SELECTED TEXT:
····················
Posted 8/26/2007 9:53 PM (GMT -6)
Okay guys (and gals) I have come to a point in my life where I am utterly confused.
I have been out of work since December due to my hysterectomy. Now my chemo is almost done, and that will be over. Then comes the task of going back to work. Which I dread, because I don't meet the physical requirements for being a nurse. You have to be able to lift 50lbs frequently, and move patients up to 500-600 pounds MANUALLY. I can not lift more than a gallon of milk without pain. I have to bend, squat, lift patients up in bed, etc. Just standing more than 5 minutes, or sitting more than 2 minutes causes me severe, burning pain in my back. I have 4 herniated discs, with anular tears causing the pain. I have spinal stenosis, osteoarthritis, and I was told by my surgeon that I will be in severe pain the rest of my life and go to pain management. I've been in pain management for 2.5 years, and I'm now on Morphine every 8 hours, and every 6 hours if needed. That's nearly 400 mg a day.
I also have severe asthma, and severe chemical sensitivities, lupus, severe migraines (>15 month) which put me out of commission, and have most recently seen a psychiatrist who diagnosed me with PTSD due to being sexually abused as a child. He suggested disability, and he's whose got me thinking hard about it. I have severe depression, since my teenage years, and severe anxiety/social phobia.
What bothers me on a daily basis is the chronic, nagging, put-me-out-of-my-misery pain in my back; asthma that has me on my nebulizer to breath a few times a day, and migraines that make me nauseated and vomit all night and leave me unable to think and I lay in a freezing cold room with a washcloth over my head and silence. Those three things are the absolute worse, and I feel like "if it's not one thing, it's another".
I know I am leaving something out, but I can't think right now. Oh, I forgot to mention, being a nurse, I am not allowed to work while on narcotics. Doesn't matter what they're for, you're in violation of the state practice act if you do and they can revoke your license. They let nurses with multiple personality disorder work, and they let epileptic nurses work (nothing wrong with either of these diagnoses, just pointing out that once you are stable, why can't you work?). So I am between a rock and a hard place.
I talked to an attorney today to start my divorce. He has been sending threatening text messages and causing me a lot of grief. He is very abusive. He is trying to take my kids away (5 and 6 year old) and I am scared out of my wits. Some days it's all I can do to get off the couch to make them something to eat, but that's why I caved and moved in with my parents so they can help. Well, he's got a lawyer filing for full custody because I am an unfit mother and unable to care for them.You don't know how angry this makes me. I have paid his health insurance for the past 5 years, since we separated, he's never paid me a dime in child support, and he only sees the kids once a week. He's too busy with his new girlfriends and her two kids. My parents have bent over backwards for my kids. If it weren't for them, I'm sure we'd be homeless living in a shelter, because I have used up all my savings and all my 401k. I am broke. All I have are my children, and I couldn't live without them. I'm not thinking suicidal here, so please don't delete this. I am just trying to paint a picture of what I have been going through. I am a wreck, mentally and physically.
I don't know what to do. I feel terrible mooching off my parents. I feel like a loser. I can't provide for my children, and after all I have done for my soon-to-be-ex, he wants to take my kids away to make a family with his new girlfriend and her two kids. I am just heartbroken. I am the one who worked afternoons my whole life so I could be home with my children and then still be with them at night. He was at work all day. I have taken them to all their doctor's appointments, taken off work when they're sick (he's too busy at work), put band-aids on their boo-boos, paid for their health insurance and paid for their house, and their school, and everything, all without a dime from Mr Jerk. So I feel really violated that he thinks he can swoop in and file for full custody.
This, on top of being on chemo, and thinking about disability, and all this junk, has really gotten to me. I just feel so kicked down and I feel like no one understands.
I just had to get that off my chest. It's been brewing in my mind for days now, and it's making me nuts. Any and all opinions welcome.
····················
EXTRACTED DATA:
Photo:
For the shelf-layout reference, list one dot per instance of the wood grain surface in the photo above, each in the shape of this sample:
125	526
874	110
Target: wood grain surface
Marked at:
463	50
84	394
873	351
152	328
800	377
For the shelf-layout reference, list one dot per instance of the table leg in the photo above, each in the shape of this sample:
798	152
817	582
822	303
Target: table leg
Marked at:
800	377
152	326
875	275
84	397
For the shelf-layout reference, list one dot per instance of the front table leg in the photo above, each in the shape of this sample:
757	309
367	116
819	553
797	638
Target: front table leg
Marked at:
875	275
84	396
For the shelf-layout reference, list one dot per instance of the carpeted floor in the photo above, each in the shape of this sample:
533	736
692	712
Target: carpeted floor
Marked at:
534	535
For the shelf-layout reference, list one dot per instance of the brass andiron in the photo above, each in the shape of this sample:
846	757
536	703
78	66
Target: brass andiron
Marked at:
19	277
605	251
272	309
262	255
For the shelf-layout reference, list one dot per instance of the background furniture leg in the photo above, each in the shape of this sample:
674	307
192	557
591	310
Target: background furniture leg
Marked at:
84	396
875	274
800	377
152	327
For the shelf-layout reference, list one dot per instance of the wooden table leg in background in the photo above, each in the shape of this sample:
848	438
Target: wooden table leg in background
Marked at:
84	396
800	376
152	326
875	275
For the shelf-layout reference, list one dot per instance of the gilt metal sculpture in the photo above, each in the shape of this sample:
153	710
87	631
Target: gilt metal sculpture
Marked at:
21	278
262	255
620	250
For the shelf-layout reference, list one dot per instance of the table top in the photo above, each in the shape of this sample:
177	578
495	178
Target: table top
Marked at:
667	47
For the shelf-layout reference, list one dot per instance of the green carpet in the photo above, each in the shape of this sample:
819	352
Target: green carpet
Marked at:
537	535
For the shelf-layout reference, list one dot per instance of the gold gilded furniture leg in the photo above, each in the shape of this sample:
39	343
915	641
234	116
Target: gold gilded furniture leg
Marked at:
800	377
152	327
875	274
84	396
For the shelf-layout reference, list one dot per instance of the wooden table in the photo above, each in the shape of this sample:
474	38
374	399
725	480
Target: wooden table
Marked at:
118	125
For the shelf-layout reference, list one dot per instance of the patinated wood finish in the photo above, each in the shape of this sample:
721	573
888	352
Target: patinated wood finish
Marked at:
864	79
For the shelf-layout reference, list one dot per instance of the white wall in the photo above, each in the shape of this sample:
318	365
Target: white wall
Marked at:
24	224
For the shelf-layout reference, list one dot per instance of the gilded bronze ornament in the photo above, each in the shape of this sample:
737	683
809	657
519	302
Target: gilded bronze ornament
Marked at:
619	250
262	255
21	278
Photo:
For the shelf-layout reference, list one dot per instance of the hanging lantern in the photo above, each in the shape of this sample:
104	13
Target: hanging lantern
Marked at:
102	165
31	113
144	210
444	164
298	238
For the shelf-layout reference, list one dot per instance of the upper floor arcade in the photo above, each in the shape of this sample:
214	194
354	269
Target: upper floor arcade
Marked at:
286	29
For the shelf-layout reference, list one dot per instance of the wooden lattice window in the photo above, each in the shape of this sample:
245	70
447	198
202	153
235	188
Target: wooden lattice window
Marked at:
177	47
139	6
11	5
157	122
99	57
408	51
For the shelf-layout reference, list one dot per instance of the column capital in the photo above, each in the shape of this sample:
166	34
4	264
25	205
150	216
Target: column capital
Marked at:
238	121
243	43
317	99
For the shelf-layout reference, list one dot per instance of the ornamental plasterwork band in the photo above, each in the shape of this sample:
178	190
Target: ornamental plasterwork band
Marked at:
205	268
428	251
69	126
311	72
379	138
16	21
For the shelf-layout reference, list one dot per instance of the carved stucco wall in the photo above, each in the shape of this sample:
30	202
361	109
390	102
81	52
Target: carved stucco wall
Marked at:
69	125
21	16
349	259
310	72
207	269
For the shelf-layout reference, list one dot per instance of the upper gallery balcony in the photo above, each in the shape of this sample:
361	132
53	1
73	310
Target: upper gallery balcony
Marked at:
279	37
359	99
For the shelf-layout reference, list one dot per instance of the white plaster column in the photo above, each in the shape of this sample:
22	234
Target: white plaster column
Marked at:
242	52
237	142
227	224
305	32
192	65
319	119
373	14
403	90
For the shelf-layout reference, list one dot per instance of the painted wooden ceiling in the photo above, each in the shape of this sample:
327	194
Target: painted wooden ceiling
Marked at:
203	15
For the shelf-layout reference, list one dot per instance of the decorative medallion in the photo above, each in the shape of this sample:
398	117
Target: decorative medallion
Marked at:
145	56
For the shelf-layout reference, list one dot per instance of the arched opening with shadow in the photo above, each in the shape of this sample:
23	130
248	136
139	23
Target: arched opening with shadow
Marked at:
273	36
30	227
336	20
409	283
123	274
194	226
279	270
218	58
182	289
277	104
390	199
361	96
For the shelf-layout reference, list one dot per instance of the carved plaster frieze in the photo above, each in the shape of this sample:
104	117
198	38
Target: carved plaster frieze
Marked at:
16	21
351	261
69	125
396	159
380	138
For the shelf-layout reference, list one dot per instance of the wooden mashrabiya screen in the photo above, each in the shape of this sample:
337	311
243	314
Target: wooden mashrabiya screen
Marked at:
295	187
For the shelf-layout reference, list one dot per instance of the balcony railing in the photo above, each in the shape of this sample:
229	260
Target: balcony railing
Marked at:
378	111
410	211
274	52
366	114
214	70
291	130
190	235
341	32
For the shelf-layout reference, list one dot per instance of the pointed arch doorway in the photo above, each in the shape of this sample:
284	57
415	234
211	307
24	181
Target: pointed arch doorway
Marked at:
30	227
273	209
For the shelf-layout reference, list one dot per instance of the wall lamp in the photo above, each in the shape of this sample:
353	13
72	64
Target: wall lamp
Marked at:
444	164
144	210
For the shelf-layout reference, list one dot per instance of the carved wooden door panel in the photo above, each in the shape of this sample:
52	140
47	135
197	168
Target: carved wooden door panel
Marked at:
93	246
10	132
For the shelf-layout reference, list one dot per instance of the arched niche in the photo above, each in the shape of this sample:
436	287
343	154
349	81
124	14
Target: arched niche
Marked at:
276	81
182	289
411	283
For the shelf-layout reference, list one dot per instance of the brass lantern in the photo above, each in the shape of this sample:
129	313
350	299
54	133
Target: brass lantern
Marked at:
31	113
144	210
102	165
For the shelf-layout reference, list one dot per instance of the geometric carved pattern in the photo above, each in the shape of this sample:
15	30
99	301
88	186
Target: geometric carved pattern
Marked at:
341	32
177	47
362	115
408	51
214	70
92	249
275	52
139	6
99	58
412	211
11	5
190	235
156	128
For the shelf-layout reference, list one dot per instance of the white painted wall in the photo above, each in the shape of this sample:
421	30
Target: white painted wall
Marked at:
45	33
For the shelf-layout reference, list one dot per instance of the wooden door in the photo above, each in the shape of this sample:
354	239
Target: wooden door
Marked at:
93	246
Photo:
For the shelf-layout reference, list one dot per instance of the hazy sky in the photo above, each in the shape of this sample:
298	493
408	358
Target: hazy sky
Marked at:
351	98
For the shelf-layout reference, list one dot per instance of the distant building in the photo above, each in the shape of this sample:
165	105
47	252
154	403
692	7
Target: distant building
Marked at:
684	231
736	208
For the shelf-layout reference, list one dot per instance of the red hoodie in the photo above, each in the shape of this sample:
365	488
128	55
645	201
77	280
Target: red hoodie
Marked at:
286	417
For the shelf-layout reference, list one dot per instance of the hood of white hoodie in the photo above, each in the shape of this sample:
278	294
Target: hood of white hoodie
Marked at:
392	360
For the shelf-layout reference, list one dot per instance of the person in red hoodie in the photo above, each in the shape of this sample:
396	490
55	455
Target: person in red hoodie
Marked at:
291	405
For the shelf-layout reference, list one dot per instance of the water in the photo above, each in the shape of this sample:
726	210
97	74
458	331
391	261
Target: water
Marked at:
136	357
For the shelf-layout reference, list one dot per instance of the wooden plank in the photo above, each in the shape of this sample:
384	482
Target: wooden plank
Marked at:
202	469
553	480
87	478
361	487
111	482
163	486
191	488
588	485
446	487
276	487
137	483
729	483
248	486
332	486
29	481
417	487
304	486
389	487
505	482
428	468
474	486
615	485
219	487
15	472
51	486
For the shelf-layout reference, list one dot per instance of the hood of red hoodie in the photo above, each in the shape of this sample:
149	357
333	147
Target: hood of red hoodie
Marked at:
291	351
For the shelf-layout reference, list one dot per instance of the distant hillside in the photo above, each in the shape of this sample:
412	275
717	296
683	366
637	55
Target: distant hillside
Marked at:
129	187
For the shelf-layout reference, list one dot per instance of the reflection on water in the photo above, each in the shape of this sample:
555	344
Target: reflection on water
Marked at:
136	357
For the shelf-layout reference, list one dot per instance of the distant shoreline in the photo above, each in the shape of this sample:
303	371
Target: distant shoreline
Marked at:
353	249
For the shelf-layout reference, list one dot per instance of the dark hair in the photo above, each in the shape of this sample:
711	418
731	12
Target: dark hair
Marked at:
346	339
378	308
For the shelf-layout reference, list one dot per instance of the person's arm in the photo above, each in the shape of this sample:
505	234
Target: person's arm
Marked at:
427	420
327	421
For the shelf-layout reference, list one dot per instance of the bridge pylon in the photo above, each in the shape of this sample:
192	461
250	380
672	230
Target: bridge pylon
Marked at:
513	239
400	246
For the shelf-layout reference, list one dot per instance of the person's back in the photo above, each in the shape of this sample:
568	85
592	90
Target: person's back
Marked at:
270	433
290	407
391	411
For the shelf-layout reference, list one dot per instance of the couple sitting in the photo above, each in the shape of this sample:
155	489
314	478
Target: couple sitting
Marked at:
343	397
····················
TASKS TO CARRY OUT:
1. Quote the forum post from "This, on top" to "no one understands.".
2. Please summarize the forum post in two sentences.
Rely on the forum post alone.

ANSWERS:
1.
This, on top of being on chemo, and thinking about disability, and all this junk, has really gotten to me. I just feel so kicked down and I feel like no one understands.

2. The writer, a nurse out of work since December after a hysterectomy and nearly done with chemo, has severe back pain, asthma, migraines and other conditions and takes morphine, which nurses may not work while using, so a psychiatrist's suggestion of disability is being weighed. At the same time, an abusive estranged husband is filing for full custody of their two young children, and the writer, broke and living with parents, feels heartbroken and misunderstood.